Problem statement: Transcribe exactly the stretch of lines beginning at the one containing "Please indicate the bus destination" and closing with the last line of the entries below. Omit images.

Extracted data:
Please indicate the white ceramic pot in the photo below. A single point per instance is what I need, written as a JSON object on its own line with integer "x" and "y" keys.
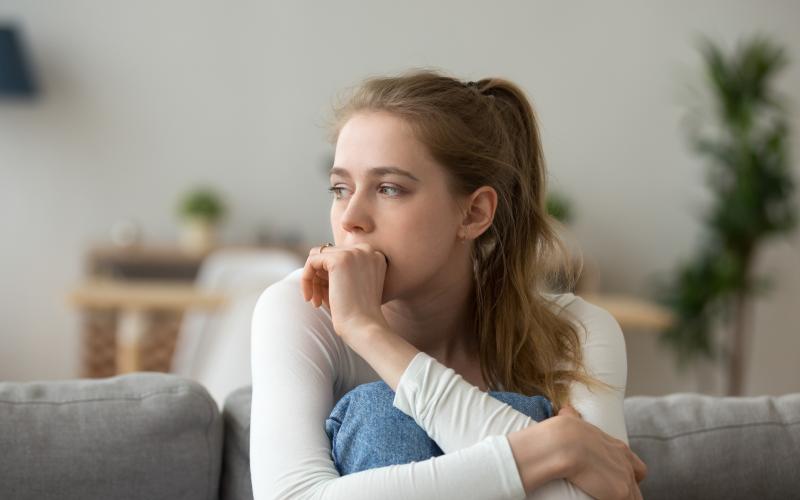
{"x": 198, "y": 235}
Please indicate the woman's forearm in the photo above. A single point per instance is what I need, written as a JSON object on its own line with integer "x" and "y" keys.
{"x": 539, "y": 459}
{"x": 388, "y": 353}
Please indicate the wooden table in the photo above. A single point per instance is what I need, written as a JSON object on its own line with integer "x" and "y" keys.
{"x": 134, "y": 301}
{"x": 632, "y": 313}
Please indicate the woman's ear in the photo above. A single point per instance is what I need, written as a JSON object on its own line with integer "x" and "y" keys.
{"x": 478, "y": 212}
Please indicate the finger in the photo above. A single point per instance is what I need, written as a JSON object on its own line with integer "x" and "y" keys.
{"x": 307, "y": 278}
{"x": 317, "y": 292}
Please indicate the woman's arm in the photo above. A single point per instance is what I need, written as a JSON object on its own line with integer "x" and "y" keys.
{"x": 296, "y": 365}
{"x": 457, "y": 414}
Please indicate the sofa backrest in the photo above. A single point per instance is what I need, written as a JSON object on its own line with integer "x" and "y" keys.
{"x": 141, "y": 435}
{"x": 698, "y": 446}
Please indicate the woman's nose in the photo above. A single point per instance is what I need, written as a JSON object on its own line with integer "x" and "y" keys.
{"x": 356, "y": 216}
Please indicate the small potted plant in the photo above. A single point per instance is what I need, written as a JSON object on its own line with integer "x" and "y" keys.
{"x": 201, "y": 210}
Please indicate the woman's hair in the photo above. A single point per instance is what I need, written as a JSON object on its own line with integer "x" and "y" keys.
{"x": 485, "y": 133}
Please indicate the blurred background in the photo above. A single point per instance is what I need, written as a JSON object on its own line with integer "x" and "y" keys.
{"x": 154, "y": 155}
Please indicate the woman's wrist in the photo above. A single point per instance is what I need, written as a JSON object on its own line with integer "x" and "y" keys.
{"x": 538, "y": 456}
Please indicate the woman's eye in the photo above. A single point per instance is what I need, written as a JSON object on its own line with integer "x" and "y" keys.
{"x": 337, "y": 191}
{"x": 393, "y": 191}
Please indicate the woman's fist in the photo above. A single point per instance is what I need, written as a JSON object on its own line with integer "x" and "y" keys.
{"x": 349, "y": 282}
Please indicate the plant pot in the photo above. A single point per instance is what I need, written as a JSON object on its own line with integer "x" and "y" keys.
{"x": 198, "y": 235}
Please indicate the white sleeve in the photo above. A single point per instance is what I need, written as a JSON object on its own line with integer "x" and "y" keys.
{"x": 457, "y": 414}
{"x": 295, "y": 362}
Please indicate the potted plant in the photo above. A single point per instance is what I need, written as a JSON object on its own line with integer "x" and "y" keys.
{"x": 744, "y": 138}
{"x": 200, "y": 210}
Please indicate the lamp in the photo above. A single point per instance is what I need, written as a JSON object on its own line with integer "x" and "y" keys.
{"x": 15, "y": 77}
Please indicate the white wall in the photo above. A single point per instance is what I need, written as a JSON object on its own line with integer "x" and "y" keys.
{"x": 143, "y": 99}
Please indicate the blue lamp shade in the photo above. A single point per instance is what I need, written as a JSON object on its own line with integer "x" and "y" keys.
{"x": 15, "y": 77}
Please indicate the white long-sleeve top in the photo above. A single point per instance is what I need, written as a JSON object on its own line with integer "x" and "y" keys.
{"x": 301, "y": 368}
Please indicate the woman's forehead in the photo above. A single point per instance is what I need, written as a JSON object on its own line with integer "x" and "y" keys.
{"x": 378, "y": 139}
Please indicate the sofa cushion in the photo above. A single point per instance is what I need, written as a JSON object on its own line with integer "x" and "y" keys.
{"x": 140, "y": 435}
{"x": 698, "y": 446}
{"x": 235, "y": 483}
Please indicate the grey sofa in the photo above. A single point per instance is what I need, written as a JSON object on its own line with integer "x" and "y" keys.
{"x": 153, "y": 435}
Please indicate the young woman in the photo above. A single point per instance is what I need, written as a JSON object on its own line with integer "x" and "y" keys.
{"x": 437, "y": 285}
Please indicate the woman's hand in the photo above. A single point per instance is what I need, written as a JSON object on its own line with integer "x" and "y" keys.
{"x": 566, "y": 447}
{"x": 349, "y": 282}
{"x": 601, "y": 465}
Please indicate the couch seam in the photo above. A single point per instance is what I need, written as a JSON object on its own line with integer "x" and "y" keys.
{"x": 140, "y": 397}
{"x": 109, "y": 398}
{"x": 698, "y": 431}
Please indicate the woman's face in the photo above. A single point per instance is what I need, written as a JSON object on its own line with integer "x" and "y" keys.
{"x": 389, "y": 193}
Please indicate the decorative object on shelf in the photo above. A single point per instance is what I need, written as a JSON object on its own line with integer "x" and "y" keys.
{"x": 559, "y": 206}
{"x": 201, "y": 211}
{"x": 16, "y": 78}
{"x": 126, "y": 233}
{"x": 745, "y": 140}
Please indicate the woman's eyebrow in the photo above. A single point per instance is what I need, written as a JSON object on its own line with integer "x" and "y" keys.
{"x": 377, "y": 172}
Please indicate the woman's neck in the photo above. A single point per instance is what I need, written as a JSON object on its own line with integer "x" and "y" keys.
{"x": 439, "y": 321}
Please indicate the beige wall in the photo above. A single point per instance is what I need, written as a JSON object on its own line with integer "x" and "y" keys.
{"x": 142, "y": 99}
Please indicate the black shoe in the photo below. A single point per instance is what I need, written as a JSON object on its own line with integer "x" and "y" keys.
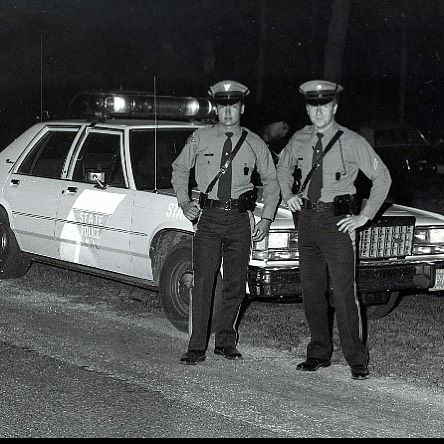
{"x": 312, "y": 364}
{"x": 360, "y": 372}
{"x": 192, "y": 357}
{"x": 229, "y": 352}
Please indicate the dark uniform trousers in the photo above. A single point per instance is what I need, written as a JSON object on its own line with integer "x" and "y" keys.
{"x": 325, "y": 251}
{"x": 226, "y": 234}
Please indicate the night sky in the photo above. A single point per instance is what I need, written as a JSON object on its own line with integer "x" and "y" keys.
{"x": 51, "y": 49}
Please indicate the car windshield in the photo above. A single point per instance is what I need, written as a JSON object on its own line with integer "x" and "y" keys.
{"x": 152, "y": 155}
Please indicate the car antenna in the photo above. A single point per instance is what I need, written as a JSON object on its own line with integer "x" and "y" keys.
{"x": 155, "y": 134}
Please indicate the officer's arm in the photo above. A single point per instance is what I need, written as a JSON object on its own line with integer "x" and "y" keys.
{"x": 285, "y": 170}
{"x": 375, "y": 169}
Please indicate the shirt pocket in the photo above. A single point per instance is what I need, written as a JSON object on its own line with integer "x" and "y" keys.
{"x": 207, "y": 166}
{"x": 334, "y": 176}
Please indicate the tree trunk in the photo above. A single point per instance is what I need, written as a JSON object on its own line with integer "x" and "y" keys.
{"x": 403, "y": 64}
{"x": 335, "y": 46}
{"x": 260, "y": 73}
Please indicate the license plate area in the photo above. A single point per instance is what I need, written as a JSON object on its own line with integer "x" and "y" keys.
{"x": 388, "y": 237}
{"x": 439, "y": 280}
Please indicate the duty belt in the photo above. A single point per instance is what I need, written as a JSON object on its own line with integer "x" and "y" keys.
{"x": 317, "y": 206}
{"x": 230, "y": 204}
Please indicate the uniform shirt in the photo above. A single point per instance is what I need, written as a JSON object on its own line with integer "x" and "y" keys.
{"x": 340, "y": 166}
{"x": 203, "y": 150}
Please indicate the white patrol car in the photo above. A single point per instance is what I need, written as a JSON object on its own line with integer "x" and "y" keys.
{"x": 96, "y": 195}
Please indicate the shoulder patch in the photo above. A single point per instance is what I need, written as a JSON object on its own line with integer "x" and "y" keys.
{"x": 191, "y": 139}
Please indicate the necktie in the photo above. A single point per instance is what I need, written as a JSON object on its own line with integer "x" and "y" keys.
{"x": 314, "y": 190}
{"x": 224, "y": 189}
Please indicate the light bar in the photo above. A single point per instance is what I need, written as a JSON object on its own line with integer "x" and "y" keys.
{"x": 127, "y": 104}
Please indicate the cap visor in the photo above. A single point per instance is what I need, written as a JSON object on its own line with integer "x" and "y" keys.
{"x": 230, "y": 101}
{"x": 319, "y": 101}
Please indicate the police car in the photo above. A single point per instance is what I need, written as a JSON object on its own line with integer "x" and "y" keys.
{"x": 95, "y": 194}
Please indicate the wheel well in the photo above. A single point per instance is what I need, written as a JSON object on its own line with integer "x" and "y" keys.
{"x": 4, "y": 215}
{"x": 161, "y": 245}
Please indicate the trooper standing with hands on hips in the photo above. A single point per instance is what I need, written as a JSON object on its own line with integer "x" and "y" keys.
{"x": 328, "y": 221}
{"x": 225, "y": 225}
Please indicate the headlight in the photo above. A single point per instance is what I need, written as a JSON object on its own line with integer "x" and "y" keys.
{"x": 277, "y": 246}
{"x": 428, "y": 241}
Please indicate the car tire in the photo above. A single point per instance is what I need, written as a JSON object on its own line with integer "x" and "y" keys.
{"x": 13, "y": 262}
{"x": 176, "y": 280}
{"x": 378, "y": 311}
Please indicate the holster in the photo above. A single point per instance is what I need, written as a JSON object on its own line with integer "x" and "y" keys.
{"x": 345, "y": 204}
{"x": 202, "y": 198}
{"x": 247, "y": 201}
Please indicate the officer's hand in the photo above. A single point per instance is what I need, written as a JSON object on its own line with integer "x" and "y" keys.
{"x": 261, "y": 229}
{"x": 295, "y": 203}
{"x": 350, "y": 223}
{"x": 190, "y": 209}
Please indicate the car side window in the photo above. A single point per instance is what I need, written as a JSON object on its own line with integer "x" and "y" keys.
{"x": 100, "y": 156}
{"x": 47, "y": 157}
{"x": 142, "y": 148}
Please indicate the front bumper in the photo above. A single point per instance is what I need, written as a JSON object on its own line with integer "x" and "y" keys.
{"x": 283, "y": 283}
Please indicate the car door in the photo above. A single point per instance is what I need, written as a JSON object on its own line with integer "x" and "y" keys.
{"x": 33, "y": 187}
{"x": 95, "y": 206}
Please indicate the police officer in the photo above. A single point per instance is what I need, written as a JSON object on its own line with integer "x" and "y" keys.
{"x": 225, "y": 225}
{"x": 327, "y": 229}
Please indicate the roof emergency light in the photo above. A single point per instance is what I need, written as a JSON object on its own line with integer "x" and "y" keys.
{"x": 140, "y": 105}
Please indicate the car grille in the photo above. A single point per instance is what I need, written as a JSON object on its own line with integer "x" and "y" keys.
{"x": 390, "y": 236}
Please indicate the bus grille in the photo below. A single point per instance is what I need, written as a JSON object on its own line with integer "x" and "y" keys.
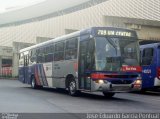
{"x": 121, "y": 81}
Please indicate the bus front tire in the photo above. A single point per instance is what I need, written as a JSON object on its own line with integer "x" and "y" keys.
{"x": 33, "y": 83}
{"x": 108, "y": 94}
{"x": 72, "y": 88}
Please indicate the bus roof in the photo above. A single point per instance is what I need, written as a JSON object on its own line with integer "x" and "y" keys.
{"x": 81, "y": 32}
{"x": 150, "y": 45}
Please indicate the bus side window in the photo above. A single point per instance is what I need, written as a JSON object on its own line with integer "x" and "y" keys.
{"x": 90, "y": 61}
{"x": 147, "y": 56}
{"x": 49, "y": 51}
{"x": 59, "y": 51}
{"x": 71, "y": 49}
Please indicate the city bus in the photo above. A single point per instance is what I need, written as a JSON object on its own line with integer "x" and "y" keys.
{"x": 104, "y": 59}
{"x": 150, "y": 61}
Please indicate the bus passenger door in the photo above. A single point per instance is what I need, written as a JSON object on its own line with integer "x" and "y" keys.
{"x": 84, "y": 82}
{"x": 148, "y": 66}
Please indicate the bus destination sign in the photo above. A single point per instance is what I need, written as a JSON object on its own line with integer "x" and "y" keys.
{"x": 114, "y": 33}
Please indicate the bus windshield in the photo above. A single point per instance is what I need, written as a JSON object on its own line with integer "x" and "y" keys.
{"x": 113, "y": 53}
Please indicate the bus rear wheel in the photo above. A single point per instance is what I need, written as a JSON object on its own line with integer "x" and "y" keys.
{"x": 33, "y": 83}
{"x": 72, "y": 88}
{"x": 108, "y": 94}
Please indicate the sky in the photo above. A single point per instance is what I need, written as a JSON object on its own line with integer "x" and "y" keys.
{"x": 7, "y": 5}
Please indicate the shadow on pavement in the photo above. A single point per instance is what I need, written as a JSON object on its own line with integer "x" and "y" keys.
{"x": 84, "y": 95}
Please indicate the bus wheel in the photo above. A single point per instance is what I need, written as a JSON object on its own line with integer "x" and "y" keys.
{"x": 33, "y": 83}
{"x": 108, "y": 95}
{"x": 72, "y": 88}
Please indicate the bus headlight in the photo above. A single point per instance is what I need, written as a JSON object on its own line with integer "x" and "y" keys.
{"x": 138, "y": 82}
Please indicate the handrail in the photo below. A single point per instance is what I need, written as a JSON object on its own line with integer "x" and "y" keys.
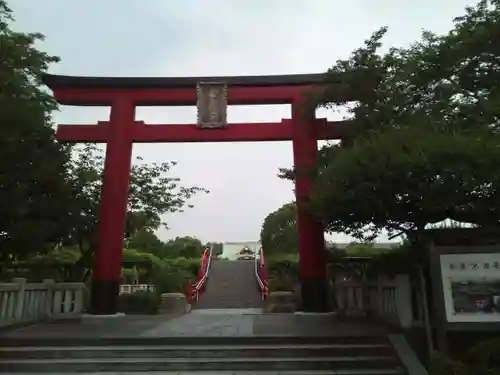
{"x": 195, "y": 290}
{"x": 261, "y": 275}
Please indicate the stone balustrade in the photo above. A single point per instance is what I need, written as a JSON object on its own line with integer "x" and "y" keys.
{"x": 387, "y": 299}
{"x": 24, "y": 302}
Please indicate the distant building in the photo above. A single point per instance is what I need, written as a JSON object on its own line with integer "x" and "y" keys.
{"x": 232, "y": 250}
{"x": 245, "y": 254}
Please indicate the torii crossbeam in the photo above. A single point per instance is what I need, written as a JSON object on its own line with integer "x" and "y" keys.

Task response:
Please indicate the bus destination sign in the photo above. A single point per instance is what I need, written as a JSON object on its own line with integer "x" and "y" keys.
{"x": 114, "y": 33}
Please indicate the bus windshield in the photo above. A single point per instance is what I need, written as a JSON object on its own line with integer "x" and "y" keys.
{"x": 113, "y": 53}
Please indicate the bus rear wheel in the photo above. A single point per instance is what I need, written as a JSON object on its own line with integer "x" and "y" keys.
{"x": 33, "y": 83}
{"x": 72, "y": 88}
{"x": 108, "y": 94}
Please indicate the sky in the photo above. A single point per instance is what I need, written as a JSON object on its own line with integer "x" and "y" keys.
{"x": 7, "y": 5}
Please indicate the shadow on pavement in the photo above. A single point per instance is what I need, written as a JSON object on its own line with integer "x" and "y" keys.
{"x": 84, "y": 95}
Please indicate the bus wheel in the photo above. A single point per instance is what I need, written as a JSON object on its own line with integer "x" and "y" keys.
{"x": 33, "y": 83}
{"x": 108, "y": 95}
{"x": 72, "y": 88}
Please indicate the bus headlight in the photo above. A single point per instance is what I need, written as a JSON object on its own line with integer "x" and "y" keys.
{"x": 138, "y": 82}
Please indicate the handrail in the photo below. A single point per instance is what I need, written as a JSON object on its own line with integer "x" and "y" keys.
{"x": 195, "y": 290}
{"x": 261, "y": 275}
Please indicate the stone balustrade in the photo above. A single point per instance is what I need, written as a JSON object on its own line with integer "x" and "y" keys.
{"x": 387, "y": 299}
{"x": 24, "y": 302}
Please indicate the distant building in the photo above. A single point per instance is what I need, written as a JSON object on its own line with integer "x" and "y" keys.
{"x": 232, "y": 250}
{"x": 245, "y": 254}
Please indicate the torii crossbeam in the photo above. A single point per instance is what I need, written as a JSON object on its own line with integer "x" and "y" keys.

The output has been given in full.